La bellezza di Beatrice che in Dante è rappresentazione e mezzo attraverso cui s’infonde negli uomini gentili la virtù e nei cuori onesti la dolcezza, è nel Guilhade esclusivo riferimento estetico, termine di gara e comparazione, mostra. Ecco allora che acquistano pregnanza termini come «venceu», «non aviam par», «vençudas», termini di una competizione estetica che in questa cantiga de amor (è il poeta a parlare dell’amata) insistono sulla visione e sulla contemplazione delle fattezze esteriori della donna, a tal punto che un verbo come ‘parecer’, incluse le sue variazioni flessionali, arriva a presentare ben otto occorrenze in un totale di diciotto versi. Bisogna inoltre sottolineare che la moça cantata dal Guilhade sembra quasi sfilare presentemente alla narrazione poetica, particolare del resto denunciato dall’avverbio di refrain («x’agora») e dai due deittici spaziali («ali», «i»), contrariamente a ciò che avviene nel verso dantesco, giocato tutto sul filo dei ricordi. Per quanto riguarda la cantiga de amigo (è la donna a parlare dell’amato) di João Airas, probabilmente successiva alla composizione del Guilhade, quello che qui ci preme evidenziare è, oltre al ritorno dei temi del ‘parecer’ e del ‘ver’, la rivelazione di una sorta di risposta o controcanto alla precedente composizione poetica, la sottile vena ironica di colei che, cosciente della propria avvenenza, non solo non fa mistero di tale consapevolezza con un che di altero e sprezzante, ma tiene ad esprimere in toni canzonatori un giudizio di ovvietà e banalità nei riguardi di un ruolo, quello del poeta che declama in versi la bellezza femminile, denigrato e ridotto ad attività inconsistente e, in fondo, non richiesta. Anche in questo caso il vedere la bellezza nella sua percezione concreta non attinge mai, a differenza della lezione dantesca, la contemplazione astratta di un riflesso negli occhi della mente, rimanendo sempre ancorata ad una conoscenza diretta e tangibile, ad un evidente presentarsi alla vista che, tuttavia, appare privo della sorpresa e della meraviglia tipici del ‘parer’ dantesco, insistendo invece sul concetto espresso a più riprese della coscienza della bellezza della donna e della conseguente inutilità della sua lode in versi:

Diz meu amigo tanto ben de mi        

quant’ el mais pod’, e de meu parecer,         

e os que saben que o diz assi

teen que ei eu que lhi gradecer:                     

en quant’ el diz non lhi gradesc’ eu ren,       

ca mi sei eu que mi paresco ben.

> [Materiale fornito]

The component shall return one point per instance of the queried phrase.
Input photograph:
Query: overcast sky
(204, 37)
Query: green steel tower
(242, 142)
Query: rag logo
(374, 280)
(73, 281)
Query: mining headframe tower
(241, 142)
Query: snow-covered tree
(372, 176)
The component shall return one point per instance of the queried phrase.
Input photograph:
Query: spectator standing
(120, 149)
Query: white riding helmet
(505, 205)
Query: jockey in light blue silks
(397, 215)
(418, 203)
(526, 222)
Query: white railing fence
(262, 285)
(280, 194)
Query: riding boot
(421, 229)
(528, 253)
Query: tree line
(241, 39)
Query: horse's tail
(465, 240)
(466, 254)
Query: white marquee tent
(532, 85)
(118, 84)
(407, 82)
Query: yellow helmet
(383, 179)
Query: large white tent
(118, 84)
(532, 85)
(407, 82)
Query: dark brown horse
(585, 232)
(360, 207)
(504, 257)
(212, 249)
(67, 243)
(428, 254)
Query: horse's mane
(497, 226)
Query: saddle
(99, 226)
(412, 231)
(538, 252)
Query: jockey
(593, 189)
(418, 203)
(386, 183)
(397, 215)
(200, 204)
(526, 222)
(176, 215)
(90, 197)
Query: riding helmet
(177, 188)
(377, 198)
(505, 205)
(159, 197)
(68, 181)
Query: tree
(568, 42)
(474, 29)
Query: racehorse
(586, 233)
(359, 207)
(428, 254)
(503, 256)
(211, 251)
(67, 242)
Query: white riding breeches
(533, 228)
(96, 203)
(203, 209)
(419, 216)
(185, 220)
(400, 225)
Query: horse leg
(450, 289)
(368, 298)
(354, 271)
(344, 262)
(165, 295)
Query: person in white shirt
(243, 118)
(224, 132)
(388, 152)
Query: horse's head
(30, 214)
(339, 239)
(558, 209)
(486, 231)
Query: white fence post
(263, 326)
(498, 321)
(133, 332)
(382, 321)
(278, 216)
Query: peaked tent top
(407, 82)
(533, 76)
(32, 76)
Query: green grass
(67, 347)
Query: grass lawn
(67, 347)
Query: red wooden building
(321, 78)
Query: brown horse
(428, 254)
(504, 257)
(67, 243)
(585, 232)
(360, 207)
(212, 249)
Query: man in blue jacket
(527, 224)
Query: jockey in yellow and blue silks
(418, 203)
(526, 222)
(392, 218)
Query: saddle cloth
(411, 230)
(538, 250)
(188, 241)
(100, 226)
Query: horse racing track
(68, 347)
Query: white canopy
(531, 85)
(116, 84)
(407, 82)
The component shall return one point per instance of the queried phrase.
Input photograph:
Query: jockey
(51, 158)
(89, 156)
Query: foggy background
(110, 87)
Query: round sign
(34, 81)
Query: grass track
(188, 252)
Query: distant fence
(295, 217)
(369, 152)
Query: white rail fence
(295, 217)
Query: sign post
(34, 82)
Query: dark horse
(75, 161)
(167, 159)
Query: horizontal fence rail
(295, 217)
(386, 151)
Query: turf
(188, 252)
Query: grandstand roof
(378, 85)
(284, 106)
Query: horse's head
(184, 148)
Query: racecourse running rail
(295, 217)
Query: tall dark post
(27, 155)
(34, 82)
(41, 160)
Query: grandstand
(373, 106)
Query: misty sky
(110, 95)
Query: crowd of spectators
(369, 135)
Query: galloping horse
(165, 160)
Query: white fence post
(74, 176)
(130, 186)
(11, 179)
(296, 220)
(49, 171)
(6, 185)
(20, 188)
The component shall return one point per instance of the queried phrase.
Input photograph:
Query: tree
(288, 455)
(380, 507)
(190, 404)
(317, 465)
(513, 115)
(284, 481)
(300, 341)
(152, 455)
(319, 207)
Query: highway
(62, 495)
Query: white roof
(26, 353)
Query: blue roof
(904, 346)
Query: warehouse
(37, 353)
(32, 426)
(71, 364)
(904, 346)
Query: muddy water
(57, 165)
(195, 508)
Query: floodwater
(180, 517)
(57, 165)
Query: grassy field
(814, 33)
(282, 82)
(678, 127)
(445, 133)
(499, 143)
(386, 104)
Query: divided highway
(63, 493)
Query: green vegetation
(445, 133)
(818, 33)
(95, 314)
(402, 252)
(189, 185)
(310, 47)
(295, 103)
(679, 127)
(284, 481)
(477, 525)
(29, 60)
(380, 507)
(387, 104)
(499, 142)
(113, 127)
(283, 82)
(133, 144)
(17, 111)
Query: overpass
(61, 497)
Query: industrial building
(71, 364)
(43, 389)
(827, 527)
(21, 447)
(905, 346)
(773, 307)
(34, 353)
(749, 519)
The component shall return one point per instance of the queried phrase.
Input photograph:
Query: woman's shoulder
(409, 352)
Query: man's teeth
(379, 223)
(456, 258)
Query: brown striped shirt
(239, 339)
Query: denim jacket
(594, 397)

> [Esercizi da svolgere]
1. Riassumi in due frasi il brano su Dante e le cantigas.
2. Riprendi, per favore, il brano su Dante e le cantigas dal punto in cui si ferma e proseguilo.
Le voci riportate non hanno alcun legame con il brano su Dante e le cantigas.

> [Risposte per esercizio]
1. Il brano contrappone la bellezza di Beatrice, che in Dante è mezzo per infondere virtù e dolcezza ed è legata al ricordo, a quella della donna cantata dal Guilhade, esclusivo riferimento estetico e termine di gara, colta nella sua apparenza esteriore e presente nel momento stesso della poesia. Nella cantiga de amigo di João Airas, probabilmente successiva, la donna, consapevole della propria avvenenza, risponde con ironia giudicando ovvia e inutile la lode in versi del poeta, e anche qui la bellezza resta ancorata alla vista concreta, senza la meraviglia del 'parer' dantesco.

2.
 

Diz-mi fremosa e diz-mi senhor,       

e fremosa mi dirá quem mi vir,                     

e teen que mi faz mui grand’amor     

e que ei eu muito que lhi gracir:        

en quant’ el diz non lhi gradesc’ eu ren,       

ca mi sei eu que mi paresco ben.       

 

Diz muito ben de min en seu trobar  

con gran dereit’, e al vos eu direi:     

teen ben quantos mi lh’ oen loar       

que eu muito que lhi gradecer ei:      

en quant’ el diz non lhi gradesc’ eu ren,       

ca mi sei eu que mi paresco ben.       

 

Ca, se eu non parecesse mui ben,      

de quanto el diz non diria ren(9).  

 

L’amico mio dice bene di me

quanto più può e della mia beltà,

e quelli che sanno che dice codesto

pensan ch’io debba mostrami a lui grata:

per nulla lo sono di quello che dice,

perché so bene d’aver bell’aspetto.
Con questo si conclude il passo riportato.